**DATA SHOWN:**
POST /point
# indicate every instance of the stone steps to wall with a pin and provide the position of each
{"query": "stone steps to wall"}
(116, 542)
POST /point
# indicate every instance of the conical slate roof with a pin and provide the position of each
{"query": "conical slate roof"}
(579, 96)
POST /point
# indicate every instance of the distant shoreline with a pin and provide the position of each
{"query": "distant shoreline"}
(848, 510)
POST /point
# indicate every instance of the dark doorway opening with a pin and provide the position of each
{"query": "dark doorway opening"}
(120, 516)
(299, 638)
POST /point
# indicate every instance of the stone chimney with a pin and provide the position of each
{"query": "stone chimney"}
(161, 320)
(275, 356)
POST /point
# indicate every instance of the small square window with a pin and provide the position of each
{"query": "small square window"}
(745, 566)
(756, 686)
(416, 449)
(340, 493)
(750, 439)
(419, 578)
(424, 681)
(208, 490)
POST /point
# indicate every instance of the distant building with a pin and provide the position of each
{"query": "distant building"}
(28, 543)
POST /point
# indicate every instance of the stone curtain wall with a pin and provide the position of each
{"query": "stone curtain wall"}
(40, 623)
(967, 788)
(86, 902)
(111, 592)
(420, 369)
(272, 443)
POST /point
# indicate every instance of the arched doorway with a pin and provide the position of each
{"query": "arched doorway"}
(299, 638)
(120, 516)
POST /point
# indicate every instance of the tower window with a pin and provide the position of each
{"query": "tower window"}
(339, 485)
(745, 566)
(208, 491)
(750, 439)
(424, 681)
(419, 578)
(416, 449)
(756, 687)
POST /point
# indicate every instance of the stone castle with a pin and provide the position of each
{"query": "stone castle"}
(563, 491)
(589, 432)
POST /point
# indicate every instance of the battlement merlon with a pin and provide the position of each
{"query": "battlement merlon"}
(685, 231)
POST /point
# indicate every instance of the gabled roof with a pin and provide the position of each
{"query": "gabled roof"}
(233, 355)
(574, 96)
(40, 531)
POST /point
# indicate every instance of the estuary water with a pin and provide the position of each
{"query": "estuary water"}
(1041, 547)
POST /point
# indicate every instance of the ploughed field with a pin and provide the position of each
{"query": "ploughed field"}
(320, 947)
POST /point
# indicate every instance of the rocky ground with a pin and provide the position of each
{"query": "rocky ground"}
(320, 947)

**TASK REQUIREMENTS:** The entire set of entries, and nothing else, should be set down exactly.

**OUTPUT:**
POST /point
# indicate every instance of the stone steps to wall with a pin and provide the position of each
{"query": "stone steps to wall"}
(116, 542)
POST /point
# indicate every instance of the conical slate roof with a pin and provide the position of each
{"query": "conical slate roof"}
(579, 96)
POST /point
# indicate every instance of the distant shoreline with a pin and provide the position of each
{"query": "distant shoreline"}
(848, 510)
POST /point
# indicate every instance of the dark doorway opening with a pin and provide the position of each
{"query": "dark doorway opening"}
(120, 516)
(299, 638)
POST /point
# indicate every instance of the stone chimney with a pin and provide the position of each
{"query": "stone chimney"}
(161, 320)
(275, 356)
POST /point
# indicate every instance of the small square window with a pin and provide the position of each
{"query": "small square window"}
(745, 566)
(756, 686)
(416, 449)
(340, 493)
(750, 439)
(419, 578)
(424, 681)
(208, 490)
POST /point
# indicate every instance of the distant building with a pin and provide the position of each
{"query": "distant building"}
(28, 543)
POST /point
# indicate every instance of the stone curtain wall with a pin and provide the position of each
{"query": "stone curtain wall"}
(40, 623)
(967, 788)
(86, 902)
(111, 592)
(420, 369)
(272, 443)
POST /point
# indicate every instance of the arched doorway with a pin and provide the position of each
{"query": "arched doorway"}
(299, 638)
(120, 516)
POST /point
# indicate every instance of the tower window with a pin and provide the position of each
{"query": "tower window"}
(339, 485)
(745, 566)
(208, 491)
(750, 439)
(424, 681)
(419, 578)
(416, 449)
(756, 687)
POST /point
# indicate every instance of the stone castle with a pin and provide the position of each
{"query": "stone castle"}
(563, 491)
(589, 432)
POST /point
# indicate every instance of the battlement merlon with a pin and provide the position of each
{"query": "battlement merlon"}
(685, 231)
POST /point
# indicate every instance of the gabled roof with a pin and provide the position of each
{"query": "gabled roof"}
(233, 355)
(574, 96)
(40, 531)
POST /point
# indicate every instance of the estuary water with a pin and provide the position of each
{"query": "estuary water"}
(1041, 547)
POST /point
# indicate every instance of the ploughed field with a pin and provide the position of each
{"query": "ploughed field"}
(320, 947)
POST /point
# indicate every instance of the rocky ground with a pin and provide the position of each
{"query": "rocky ground"}
(320, 947)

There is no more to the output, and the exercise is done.